Referring expression pointing data:

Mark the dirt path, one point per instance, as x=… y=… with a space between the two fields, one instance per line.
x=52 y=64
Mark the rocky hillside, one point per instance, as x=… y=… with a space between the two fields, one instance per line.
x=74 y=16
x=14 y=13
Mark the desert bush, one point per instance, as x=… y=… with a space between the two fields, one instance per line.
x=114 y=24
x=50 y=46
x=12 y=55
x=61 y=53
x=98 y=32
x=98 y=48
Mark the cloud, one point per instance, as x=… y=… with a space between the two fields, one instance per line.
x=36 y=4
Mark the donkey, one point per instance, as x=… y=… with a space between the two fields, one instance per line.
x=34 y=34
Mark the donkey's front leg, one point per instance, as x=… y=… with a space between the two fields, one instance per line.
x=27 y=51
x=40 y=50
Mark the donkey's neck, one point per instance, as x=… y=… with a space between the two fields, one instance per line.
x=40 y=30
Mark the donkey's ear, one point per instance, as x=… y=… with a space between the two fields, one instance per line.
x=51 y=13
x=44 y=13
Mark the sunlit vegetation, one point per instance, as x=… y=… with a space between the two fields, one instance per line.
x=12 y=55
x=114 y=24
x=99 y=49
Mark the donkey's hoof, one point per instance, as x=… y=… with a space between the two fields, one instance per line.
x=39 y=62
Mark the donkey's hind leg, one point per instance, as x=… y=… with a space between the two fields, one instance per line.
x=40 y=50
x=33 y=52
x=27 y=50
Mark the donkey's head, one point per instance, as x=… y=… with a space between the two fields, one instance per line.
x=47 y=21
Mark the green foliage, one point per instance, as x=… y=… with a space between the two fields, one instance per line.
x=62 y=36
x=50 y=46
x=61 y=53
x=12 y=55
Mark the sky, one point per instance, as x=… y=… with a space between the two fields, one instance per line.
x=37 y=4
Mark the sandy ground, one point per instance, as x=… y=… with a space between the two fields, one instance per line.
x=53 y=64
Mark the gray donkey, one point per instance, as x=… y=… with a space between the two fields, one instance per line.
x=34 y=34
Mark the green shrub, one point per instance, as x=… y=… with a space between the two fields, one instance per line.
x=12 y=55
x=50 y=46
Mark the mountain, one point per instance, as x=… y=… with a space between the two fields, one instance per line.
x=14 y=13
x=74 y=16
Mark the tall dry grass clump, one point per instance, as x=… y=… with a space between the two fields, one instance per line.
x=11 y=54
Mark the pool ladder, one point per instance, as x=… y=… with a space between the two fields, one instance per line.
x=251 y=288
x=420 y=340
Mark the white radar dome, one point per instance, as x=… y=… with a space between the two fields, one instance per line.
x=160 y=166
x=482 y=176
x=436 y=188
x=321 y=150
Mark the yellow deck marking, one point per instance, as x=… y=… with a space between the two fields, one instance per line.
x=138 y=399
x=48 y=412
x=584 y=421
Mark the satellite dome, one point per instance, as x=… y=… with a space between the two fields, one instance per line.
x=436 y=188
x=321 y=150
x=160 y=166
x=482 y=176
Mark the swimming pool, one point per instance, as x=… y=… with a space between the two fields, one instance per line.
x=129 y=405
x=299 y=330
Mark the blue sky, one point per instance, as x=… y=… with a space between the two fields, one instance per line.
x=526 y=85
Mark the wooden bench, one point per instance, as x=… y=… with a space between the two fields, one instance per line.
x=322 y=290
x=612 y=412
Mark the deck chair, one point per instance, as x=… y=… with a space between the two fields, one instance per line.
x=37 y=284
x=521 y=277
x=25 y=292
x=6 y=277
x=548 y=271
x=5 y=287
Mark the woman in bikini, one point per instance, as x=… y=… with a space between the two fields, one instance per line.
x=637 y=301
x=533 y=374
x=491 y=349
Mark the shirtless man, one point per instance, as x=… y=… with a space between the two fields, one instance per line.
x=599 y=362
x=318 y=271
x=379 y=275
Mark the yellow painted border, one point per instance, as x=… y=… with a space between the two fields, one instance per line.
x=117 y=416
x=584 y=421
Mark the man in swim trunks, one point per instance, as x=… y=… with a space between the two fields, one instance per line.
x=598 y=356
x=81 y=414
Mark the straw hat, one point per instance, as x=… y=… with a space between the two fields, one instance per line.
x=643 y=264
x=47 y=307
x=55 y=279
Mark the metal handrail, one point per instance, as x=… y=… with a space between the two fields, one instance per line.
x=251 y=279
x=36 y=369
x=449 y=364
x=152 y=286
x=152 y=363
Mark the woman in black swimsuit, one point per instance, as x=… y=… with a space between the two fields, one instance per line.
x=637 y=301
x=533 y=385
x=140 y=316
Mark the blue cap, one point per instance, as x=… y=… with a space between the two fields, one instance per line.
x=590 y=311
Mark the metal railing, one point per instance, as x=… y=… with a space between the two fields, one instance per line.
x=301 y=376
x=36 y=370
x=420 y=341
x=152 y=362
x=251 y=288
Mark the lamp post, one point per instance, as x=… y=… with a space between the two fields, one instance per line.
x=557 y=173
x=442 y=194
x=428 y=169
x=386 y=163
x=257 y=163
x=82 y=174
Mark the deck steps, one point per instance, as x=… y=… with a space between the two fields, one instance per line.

Activity >> Every record must be given again exactly as it was written.

Response to this task >>
Mark the dirt path, one point per instance, as x=… y=… with a space between the two fields, one instance per line.
x=52 y=64
Mark the rocky hillside, one point per instance, as x=… y=… with a space between the two fields, one instance per line.
x=74 y=16
x=14 y=13
Mark the desert bush, one point per instance, as x=… y=… with a space between the two fields, one instance per line.
x=114 y=24
x=50 y=46
x=12 y=55
x=61 y=53
x=98 y=32
x=98 y=48
Mark the cloud, one point per instance, as x=… y=… with a space between the two fields, one instance per line.
x=36 y=4
Mark the donkey, one point per instance, as x=… y=… with a space between the two fields, one instance per line.
x=34 y=34
Mark the donkey's front leg, one point per instance, as x=… y=… with a space between the two fields, one instance per line.
x=27 y=51
x=40 y=50
Mark the donkey's neck, one point per instance, as x=… y=… with a space between the two fields, one instance per line.
x=40 y=30
Mark the donkey's ear, one point per instance, as x=… y=… with a space between the two fields, one instance per line.
x=51 y=13
x=44 y=13
Mark the sunlit vegetation, one point per instance, as x=… y=… with a space between the two fields, one instance per line.
x=12 y=55
x=114 y=24
x=99 y=49
Mark the donkey's hoof, one point per instance, as x=… y=… with a space between the two fields, one instance per line.
x=39 y=62
Mark the donkey's hind leg, one point per instance, as x=… y=… with a space between the two fields, one instance per line.
x=40 y=50
x=33 y=52
x=27 y=50
Mark the donkey's head, one point per instance, as x=… y=… with a space between the two fields, one instance per line.
x=47 y=21
Mark the green foliage, one point per instance, as x=… y=… with a space between the two fields, one instance per line.
x=62 y=36
x=50 y=46
x=61 y=53
x=12 y=55
Mark the sky, one point per instance, as x=… y=… with a space between the two fields, one instance per line.
x=37 y=4
Mark the sandy ground, one point per instance, as x=… y=… with a space between the two fields, one instance per line.
x=53 y=64
Mark the gray donkey, one point per instance, as x=… y=… with a space between the two fields, one instance per line.
x=34 y=34
Mark the green shrub, one point per instance, as x=… y=… with a space between the two fields, one instance per line.
x=12 y=55
x=50 y=46
Mark the mountain, one point per instance, as x=… y=… with a space between the two fields, one instance per line.
x=14 y=13
x=74 y=16
Mark the tall dry grass clump, one point per instance, as x=… y=… with a space between the two fields, one instance per line.
x=11 y=54
Mark the pool ladder, one point per instance, as x=… y=… with a space between the two fields, one instance per line.
x=251 y=288
x=420 y=340
Mark the white radar dome, one point per instance, as x=… y=… with a space between the two fields, one instance per line.
x=160 y=166
x=482 y=176
x=436 y=188
x=321 y=150
Mark the yellow deck marking, one point per instance, as x=… y=… with a space between the two fields, one instance per line.
x=138 y=399
x=48 y=412
x=584 y=421
Mark the satellite dome, one point per instance, as x=… y=… with a space between the two fields, one instance per line.
x=436 y=188
x=321 y=150
x=160 y=166
x=482 y=176
Mark the swimming pool, one point per instance, as x=… y=… with a space between the two fields, one instance per line.
x=129 y=405
x=299 y=330
Mark the blue sky, one point per instance, as x=… y=… with a space between the two fields, one instance per line.
x=526 y=85
Mark the wooden bench, one point per instance, as x=… y=… with a space between the two fields, one instance per line.
x=322 y=290
x=612 y=412
Mark the deck chair, one point per instance, as x=… y=… with a space between the two fields, one instance per line.
x=37 y=284
x=521 y=277
x=25 y=292
x=6 y=277
x=548 y=271
x=5 y=287
Mark the woman in bikini, one point per instance, as x=… y=… with a space between the two fields, one instance per line.
x=637 y=301
x=533 y=374
x=491 y=349
Mark the shirtless man, one point per instance, as x=… y=… with a space between the two fields, one instance per line.
x=599 y=362
x=318 y=271
x=379 y=275
Mark the yellow painted border, one point per instance, as x=… y=… with a space between the two fields, one instance per line.
x=117 y=416
x=584 y=421
Mark the man in swim trunks, one point per instance, as x=… y=… with a space between the two fields, one instance per line.
x=598 y=356
x=81 y=414
Mark the straw hat, one point per instance, as x=… y=… with a space between the two fields, one instance per line.
x=643 y=264
x=47 y=307
x=55 y=279
Mark the metal handrail, one point per instance, as x=… y=… with a space between the two fields, one instance per line.
x=251 y=279
x=36 y=369
x=449 y=364
x=152 y=286
x=152 y=363
Mark the woman in black swimsuit, one point per instance, as x=… y=… with a space between the two fields, one instance per line.
x=637 y=301
x=533 y=385
x=140 y=316
Mark the blue cap, one point per instance, as x=… y=… with a space between the two fields, one instance per line.
x=590 y=311
Mark the metal railing, one point per instance, as x=… y=… with a space between the two fields, one instance per line.
x=301 y=376
x=36 y=370
x=420 y=341
x=152 y=362
x=251 y=288
Mark the lamp post, one point per instance, as x=… y=… with a space between the two fields, one instance per line.
x=557 y=173
x=442 y=194
x=428 y=169
x=386 y=163
x=257 y=163
x=82 y=174
Mark the deck steps, one point per instance, as x=… y=… with a space between the two fields, one instance per line.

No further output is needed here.